◆ Your objective
For the entries below, report the number of lines where the string "blurred" appears, and only that number.

◆ Supplied information

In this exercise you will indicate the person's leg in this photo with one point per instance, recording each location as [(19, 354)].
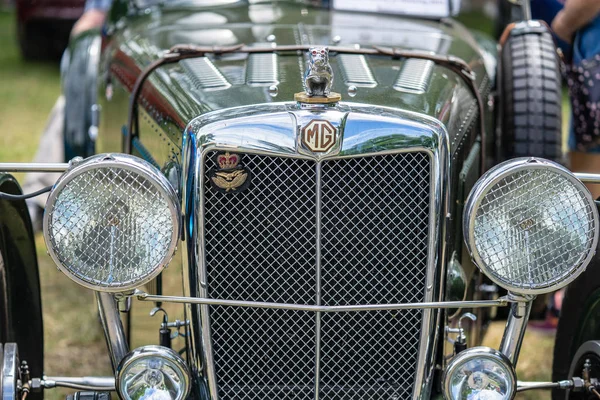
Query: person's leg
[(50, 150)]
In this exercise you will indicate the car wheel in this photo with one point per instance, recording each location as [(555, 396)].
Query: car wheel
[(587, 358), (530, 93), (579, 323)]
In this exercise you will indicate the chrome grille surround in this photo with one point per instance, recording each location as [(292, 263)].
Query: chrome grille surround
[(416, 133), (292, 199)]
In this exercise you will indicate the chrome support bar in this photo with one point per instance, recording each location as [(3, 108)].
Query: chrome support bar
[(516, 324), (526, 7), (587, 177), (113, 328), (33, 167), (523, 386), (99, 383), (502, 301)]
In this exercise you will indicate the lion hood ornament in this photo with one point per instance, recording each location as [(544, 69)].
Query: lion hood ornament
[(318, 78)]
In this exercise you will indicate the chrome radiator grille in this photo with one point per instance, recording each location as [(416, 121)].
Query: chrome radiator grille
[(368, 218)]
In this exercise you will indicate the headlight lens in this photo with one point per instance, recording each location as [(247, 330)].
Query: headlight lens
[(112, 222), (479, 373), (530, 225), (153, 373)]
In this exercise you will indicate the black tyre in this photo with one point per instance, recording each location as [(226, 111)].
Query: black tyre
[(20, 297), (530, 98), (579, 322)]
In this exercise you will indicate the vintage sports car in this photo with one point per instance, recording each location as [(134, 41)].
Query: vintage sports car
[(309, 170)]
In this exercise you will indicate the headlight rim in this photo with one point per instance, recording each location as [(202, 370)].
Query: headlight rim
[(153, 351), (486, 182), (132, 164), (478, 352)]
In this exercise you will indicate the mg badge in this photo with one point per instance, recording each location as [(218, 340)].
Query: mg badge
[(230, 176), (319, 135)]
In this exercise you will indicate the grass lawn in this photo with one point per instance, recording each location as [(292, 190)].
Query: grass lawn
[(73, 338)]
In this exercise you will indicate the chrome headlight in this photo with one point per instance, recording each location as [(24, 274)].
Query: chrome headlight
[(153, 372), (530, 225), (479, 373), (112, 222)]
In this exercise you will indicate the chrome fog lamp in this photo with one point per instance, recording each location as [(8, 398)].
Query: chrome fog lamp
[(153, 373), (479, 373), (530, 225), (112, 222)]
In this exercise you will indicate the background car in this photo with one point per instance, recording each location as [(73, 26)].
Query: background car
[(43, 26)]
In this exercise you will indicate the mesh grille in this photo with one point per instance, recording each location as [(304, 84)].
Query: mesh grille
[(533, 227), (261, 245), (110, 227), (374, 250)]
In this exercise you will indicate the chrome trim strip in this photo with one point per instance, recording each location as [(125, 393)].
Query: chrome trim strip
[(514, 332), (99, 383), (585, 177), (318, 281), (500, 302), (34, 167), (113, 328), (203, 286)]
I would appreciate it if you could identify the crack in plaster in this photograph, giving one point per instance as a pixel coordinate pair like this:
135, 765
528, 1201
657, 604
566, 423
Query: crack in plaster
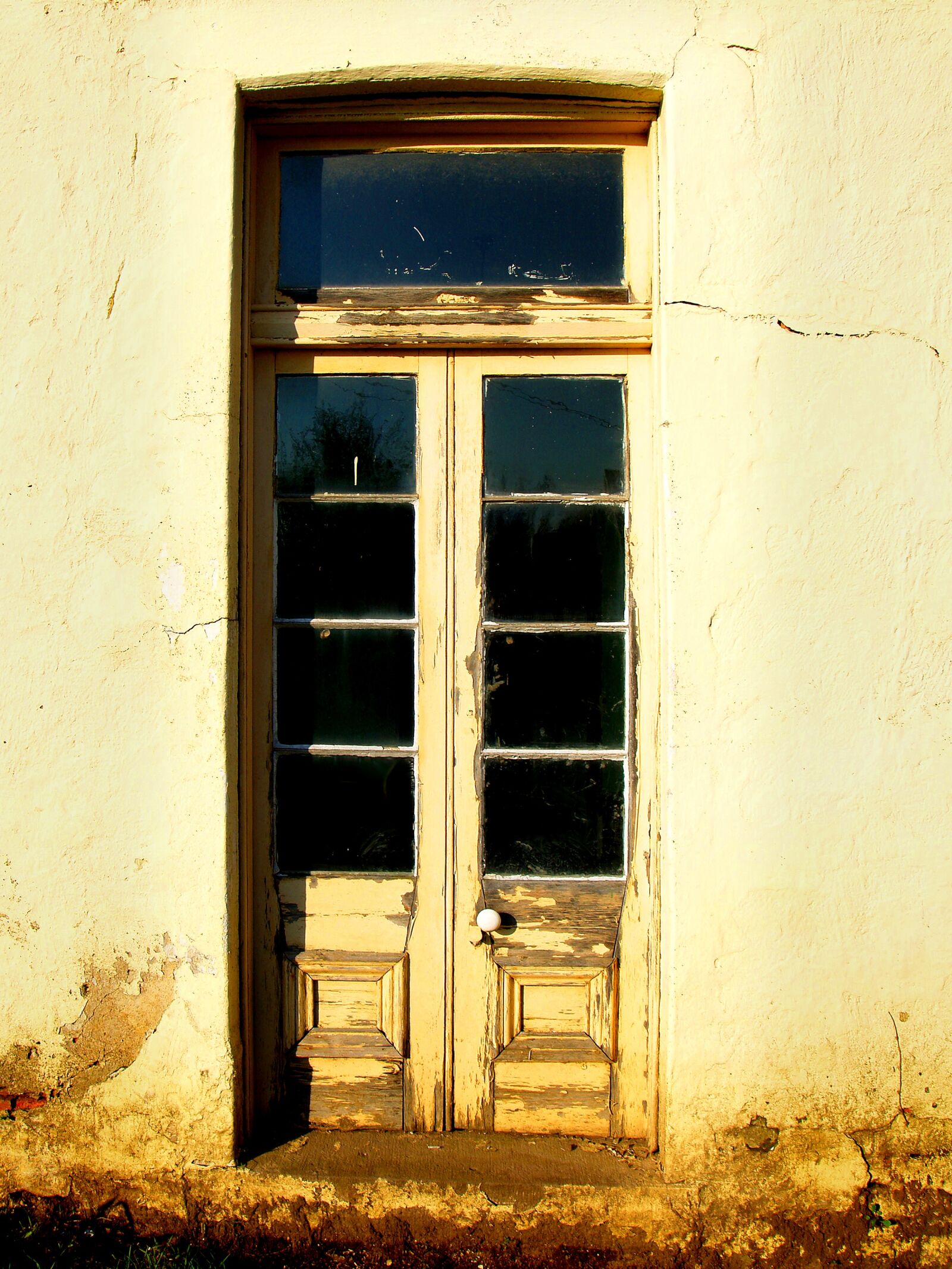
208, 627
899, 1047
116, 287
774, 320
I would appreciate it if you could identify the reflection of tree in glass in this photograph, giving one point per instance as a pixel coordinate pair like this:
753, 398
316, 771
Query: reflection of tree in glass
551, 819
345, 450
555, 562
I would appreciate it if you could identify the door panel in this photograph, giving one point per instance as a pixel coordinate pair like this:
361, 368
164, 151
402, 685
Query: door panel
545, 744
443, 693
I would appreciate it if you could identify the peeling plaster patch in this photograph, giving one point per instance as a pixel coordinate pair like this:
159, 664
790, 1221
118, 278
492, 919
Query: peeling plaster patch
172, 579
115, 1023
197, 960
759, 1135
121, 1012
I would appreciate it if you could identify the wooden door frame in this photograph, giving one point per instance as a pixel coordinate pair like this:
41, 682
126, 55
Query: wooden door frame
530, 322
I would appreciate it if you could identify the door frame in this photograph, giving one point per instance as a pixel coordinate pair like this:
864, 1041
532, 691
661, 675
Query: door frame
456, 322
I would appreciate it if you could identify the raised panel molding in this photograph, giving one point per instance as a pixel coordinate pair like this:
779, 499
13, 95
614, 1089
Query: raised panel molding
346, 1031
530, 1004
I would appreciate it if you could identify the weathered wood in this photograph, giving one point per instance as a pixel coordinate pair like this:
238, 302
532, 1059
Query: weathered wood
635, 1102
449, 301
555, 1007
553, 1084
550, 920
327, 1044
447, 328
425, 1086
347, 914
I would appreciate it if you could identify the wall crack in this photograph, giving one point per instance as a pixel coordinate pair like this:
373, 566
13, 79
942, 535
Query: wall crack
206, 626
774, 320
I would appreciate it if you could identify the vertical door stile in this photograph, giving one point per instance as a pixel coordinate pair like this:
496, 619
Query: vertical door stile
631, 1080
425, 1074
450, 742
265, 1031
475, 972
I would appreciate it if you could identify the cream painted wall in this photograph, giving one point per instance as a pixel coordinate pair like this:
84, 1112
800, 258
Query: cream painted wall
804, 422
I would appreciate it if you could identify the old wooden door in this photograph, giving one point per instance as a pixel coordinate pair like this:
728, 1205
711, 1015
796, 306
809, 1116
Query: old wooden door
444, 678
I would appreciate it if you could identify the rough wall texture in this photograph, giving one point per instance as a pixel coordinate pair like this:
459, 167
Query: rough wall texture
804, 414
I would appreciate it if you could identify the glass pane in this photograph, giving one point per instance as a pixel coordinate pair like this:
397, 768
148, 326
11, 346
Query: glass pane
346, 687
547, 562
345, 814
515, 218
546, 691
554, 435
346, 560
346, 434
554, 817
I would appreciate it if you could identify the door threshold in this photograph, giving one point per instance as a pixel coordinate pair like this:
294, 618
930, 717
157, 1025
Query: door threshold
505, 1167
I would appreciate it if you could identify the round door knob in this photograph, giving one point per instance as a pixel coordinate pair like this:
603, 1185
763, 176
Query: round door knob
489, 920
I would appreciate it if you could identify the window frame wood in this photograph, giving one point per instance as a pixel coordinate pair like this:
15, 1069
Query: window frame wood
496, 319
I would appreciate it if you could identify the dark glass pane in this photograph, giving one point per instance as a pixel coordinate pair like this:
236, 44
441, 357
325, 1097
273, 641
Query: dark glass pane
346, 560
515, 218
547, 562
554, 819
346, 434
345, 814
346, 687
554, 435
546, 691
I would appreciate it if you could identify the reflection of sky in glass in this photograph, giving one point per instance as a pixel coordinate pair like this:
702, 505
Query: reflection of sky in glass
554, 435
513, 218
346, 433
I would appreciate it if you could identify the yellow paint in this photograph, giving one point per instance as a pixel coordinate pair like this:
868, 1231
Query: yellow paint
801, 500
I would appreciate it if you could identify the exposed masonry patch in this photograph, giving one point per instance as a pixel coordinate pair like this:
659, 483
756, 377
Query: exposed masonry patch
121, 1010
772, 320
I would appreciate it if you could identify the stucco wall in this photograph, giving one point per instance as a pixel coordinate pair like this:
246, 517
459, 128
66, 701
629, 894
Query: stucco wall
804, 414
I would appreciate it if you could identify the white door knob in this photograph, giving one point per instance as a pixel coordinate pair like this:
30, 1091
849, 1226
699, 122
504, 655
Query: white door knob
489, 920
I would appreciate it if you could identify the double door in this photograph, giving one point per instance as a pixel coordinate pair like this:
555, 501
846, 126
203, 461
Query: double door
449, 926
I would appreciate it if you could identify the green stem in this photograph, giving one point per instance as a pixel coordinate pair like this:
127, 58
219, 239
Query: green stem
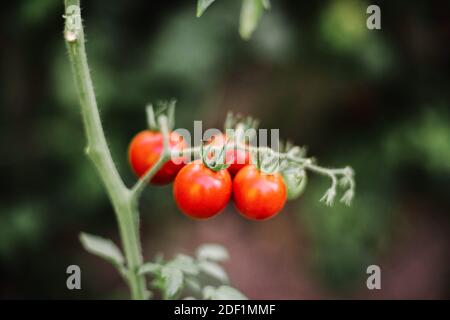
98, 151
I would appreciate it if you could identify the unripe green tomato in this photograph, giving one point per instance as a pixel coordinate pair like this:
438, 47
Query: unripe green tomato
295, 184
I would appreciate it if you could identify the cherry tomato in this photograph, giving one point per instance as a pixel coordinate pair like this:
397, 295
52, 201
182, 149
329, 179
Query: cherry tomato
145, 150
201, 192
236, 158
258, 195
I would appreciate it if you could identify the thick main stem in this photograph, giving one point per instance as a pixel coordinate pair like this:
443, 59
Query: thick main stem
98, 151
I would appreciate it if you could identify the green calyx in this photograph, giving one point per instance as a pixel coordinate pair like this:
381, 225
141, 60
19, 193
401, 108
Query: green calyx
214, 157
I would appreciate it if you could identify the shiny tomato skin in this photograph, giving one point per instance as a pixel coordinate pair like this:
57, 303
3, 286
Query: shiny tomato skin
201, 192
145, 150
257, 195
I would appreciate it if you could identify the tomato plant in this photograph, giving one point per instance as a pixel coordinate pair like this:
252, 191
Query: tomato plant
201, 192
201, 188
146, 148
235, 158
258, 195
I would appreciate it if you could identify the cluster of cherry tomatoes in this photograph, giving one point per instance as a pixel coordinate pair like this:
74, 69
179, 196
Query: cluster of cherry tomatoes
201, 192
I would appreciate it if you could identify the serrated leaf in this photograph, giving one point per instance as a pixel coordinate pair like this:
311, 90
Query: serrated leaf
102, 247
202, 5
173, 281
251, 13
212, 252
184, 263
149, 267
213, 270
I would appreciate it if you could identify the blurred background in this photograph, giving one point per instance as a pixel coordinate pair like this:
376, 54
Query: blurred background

◆ Output for this exercise
2